# Teks Dokumen
----

Jumat, 19 Agustus 2016

SEJARAH KOPERASI BATIK ASIA TIMUR ASLI REPUBLIK INDONESIA (BATARI) DI SURAKARTA


Pada awal abad ke 20, industri batik di Laweyan memegang peranan penting dalam kehidupan politik. Laweyan sebagai pemukiman batik tumbuh pesat menjadi industri batik dan melahirkan para saudagar yang kekayaannya melebihi kaum bangsawan kraton. Saudagar bukan lagi kelompok wong cilik, tetapi diakui menjadi kelas menengah, namun memiliki kekuatan ekonomi yang tidak kalah dengan bangsawan.
Pada sekitar tahun 1930 terjadi depresi ekonomi yang berskala internasional. Depresi ini berakibat merosotnya harga bahan mentah di negara Barat, bangkrutnya pabrik-pabrik dan bank-bank. Industri batik Laweyan juga mengalami goncangan dengan harus mengurangi produksinya karena lesunya batik  di pasaran. Bahan baku batik di kawasan Laweyan bergantung dari impor luar negeri terutama Eropa (Belanda). Hal itu menimbulkan pengusaha pribumi sering terbentur dengan modal yang kecil, sehingga mereka terlibat dengan hutang dan jatuh pada renternir untuk memperoleh kredit modal. Dari pinjaman modal tersebut para pengusaha diharuskan untuk menjual sebagian hasil produksinya kepada renternir sebagai syarat kredit.

----

# Daftar Data
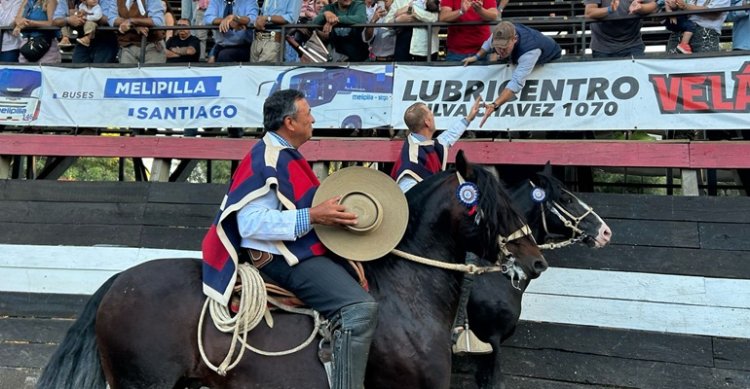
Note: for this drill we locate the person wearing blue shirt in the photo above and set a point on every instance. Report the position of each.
(232, 17)
(134, 18)
(103, 49)
(522, 46)
(740, 26)
(267, 43)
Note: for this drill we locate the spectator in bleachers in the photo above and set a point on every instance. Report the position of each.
(267, 43)
(500, 7)
(194, 11)
(232, 17)
(183, 46)
(103, 49)
(346, 41)
(134, 19)
(169, 20)
(681, 25)
(740, 27)
(307, 11)
(11, 43)
(708, 25)
(412, 42)
(465, 41)
(617, 38)
(522, 46)
(38, 13)
(91, 12)
(382, 41)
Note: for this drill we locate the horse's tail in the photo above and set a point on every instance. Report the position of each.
(75, 364)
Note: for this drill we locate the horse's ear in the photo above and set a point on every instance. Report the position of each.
(463, 166)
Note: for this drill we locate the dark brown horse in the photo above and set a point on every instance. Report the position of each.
(139, 330)
(556, 217)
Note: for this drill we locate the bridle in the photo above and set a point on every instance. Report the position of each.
(568, 219)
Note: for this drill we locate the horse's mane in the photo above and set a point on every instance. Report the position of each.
(494, 201)
(553, 185)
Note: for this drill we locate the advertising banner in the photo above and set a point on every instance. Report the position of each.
(628, 94)
(172, 97)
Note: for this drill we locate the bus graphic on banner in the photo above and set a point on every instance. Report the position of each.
(348, 98)
(20, 90)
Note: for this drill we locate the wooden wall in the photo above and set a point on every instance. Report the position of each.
(665, 305)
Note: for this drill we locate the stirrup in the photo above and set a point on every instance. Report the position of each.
(468, 343)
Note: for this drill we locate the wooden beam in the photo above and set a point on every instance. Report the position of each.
(677, 154)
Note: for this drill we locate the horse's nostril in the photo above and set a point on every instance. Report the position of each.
(540, 266)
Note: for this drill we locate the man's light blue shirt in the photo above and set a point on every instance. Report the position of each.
(262, 222)
(216, 9)
(288, 9)
(153, 8)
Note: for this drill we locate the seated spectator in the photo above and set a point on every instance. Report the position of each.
(412, 42)
(11, 43)
(168, 18)
(134, 19)
(232, 17)
(37, 13)
(465, 41)
(524, 47)
(194, 11)
(382, 41)
(183, 47)
(680, 24)
(617, 38)
(740, 27)
(307, 11)
(500, 7)
(708, 25)
(346, 41)
(103, 49)
(91, 11)
(266, 46)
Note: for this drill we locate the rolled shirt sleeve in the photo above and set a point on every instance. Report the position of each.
(526, 64)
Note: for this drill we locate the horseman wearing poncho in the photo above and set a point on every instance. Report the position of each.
(421, 155)
(267, 215)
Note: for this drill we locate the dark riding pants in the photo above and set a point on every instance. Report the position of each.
(320, 282)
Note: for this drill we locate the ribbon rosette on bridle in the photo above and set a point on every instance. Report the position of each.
(538, 195)
(468, 195)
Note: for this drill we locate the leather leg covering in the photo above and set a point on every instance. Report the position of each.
(355, 326)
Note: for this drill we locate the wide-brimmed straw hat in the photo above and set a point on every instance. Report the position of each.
(381, 208)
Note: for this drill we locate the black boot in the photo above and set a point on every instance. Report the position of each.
(353, 330)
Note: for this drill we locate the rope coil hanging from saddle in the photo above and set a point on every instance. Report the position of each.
(253, 307)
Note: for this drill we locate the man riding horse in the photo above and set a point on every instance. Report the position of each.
(266, 218)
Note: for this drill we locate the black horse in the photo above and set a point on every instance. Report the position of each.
(552, 213)
(139, 330)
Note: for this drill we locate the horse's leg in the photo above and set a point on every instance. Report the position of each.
(488, 375)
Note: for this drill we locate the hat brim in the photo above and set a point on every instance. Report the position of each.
(364, 190)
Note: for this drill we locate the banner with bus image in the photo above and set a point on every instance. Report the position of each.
(171, 97)
(683, 93)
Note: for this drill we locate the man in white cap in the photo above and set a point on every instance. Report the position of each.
(421, 155)
(522, 46)
(266, 218)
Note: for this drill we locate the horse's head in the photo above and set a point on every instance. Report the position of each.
(494, 228)
(563, 214)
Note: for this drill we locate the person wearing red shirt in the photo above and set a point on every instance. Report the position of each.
(464, 41)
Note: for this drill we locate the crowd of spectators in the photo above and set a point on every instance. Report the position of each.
(248, 30)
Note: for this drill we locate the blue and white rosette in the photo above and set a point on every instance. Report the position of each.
(468, 194)
(538, 195)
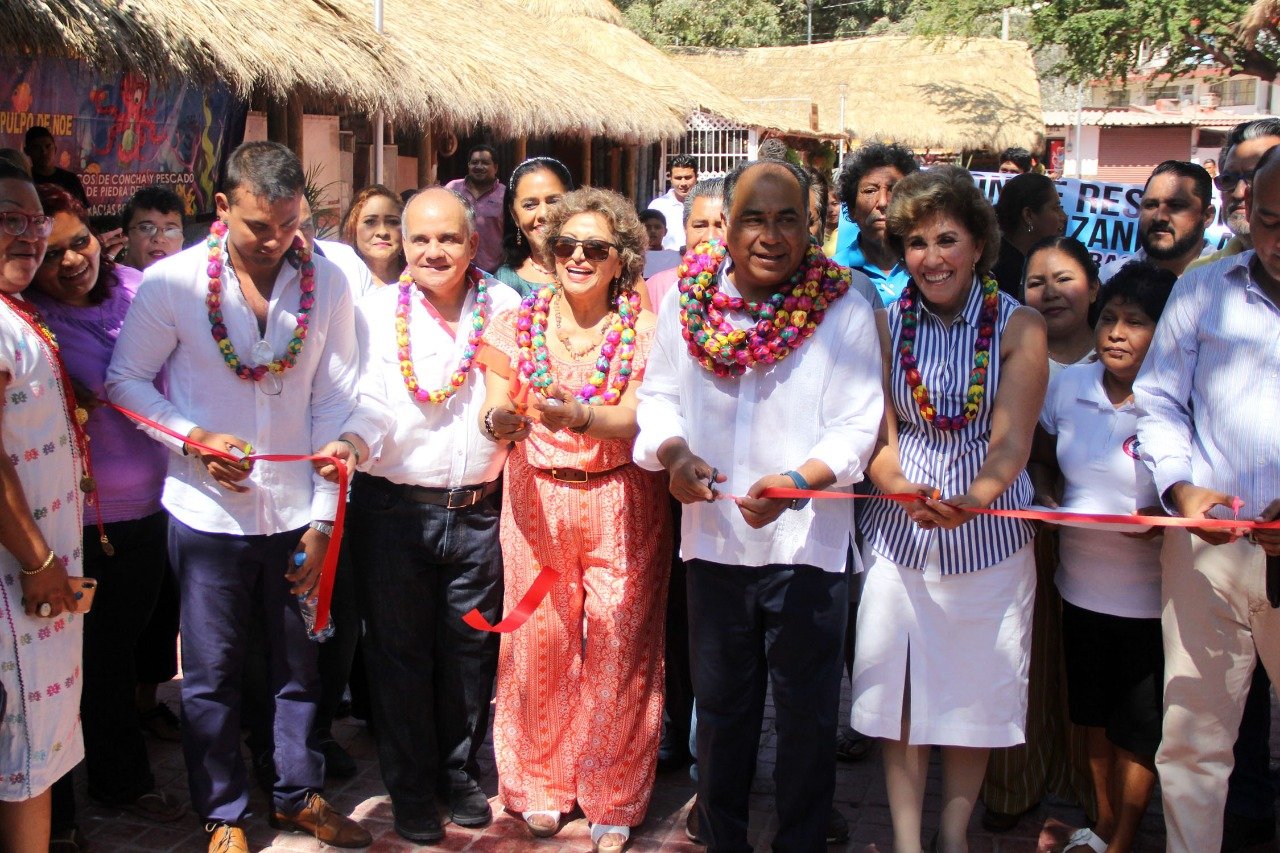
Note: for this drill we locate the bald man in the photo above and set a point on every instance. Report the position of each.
(1208, 396)
(424, 525)
(768, 594)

----

Salin tanpa perubahan bagian teks sejarah BATARI, dimulai dengan "Pada sekitar tahun" dan berlanjut hingga "sebagai syarat kredit.".

# Hasil Tugas
Pada sekitar tahun 1930 terjadi depresi ekonomi yang berskala internasional. Depresi ini berakibat merosotnya harga bahan mentah di negara Barat, bangkrutnya pabrik-pabrik dan bank-bank. Industri batik Laweyan juga mengalami goncangan dengan harus mengurangi produksinya karena lesunya batik  di pasaran. Bahan baku batik di kawasan Laweyan bergantung dari impor luar negeri terutama Eropa (Belanda). Hal itu menimbulkan pengusaha pribumi sering terbentur dengan modal yang kecil, sehingga mereka terlibat dengan hutang dan jatuh pada renternir untuk memperoleh kredit modal. Dari pinjaman modal tersebut para pengusaha diharuskan untuk menjual sebagian hasil produksinya kepada renternir sebagai syarat kredit.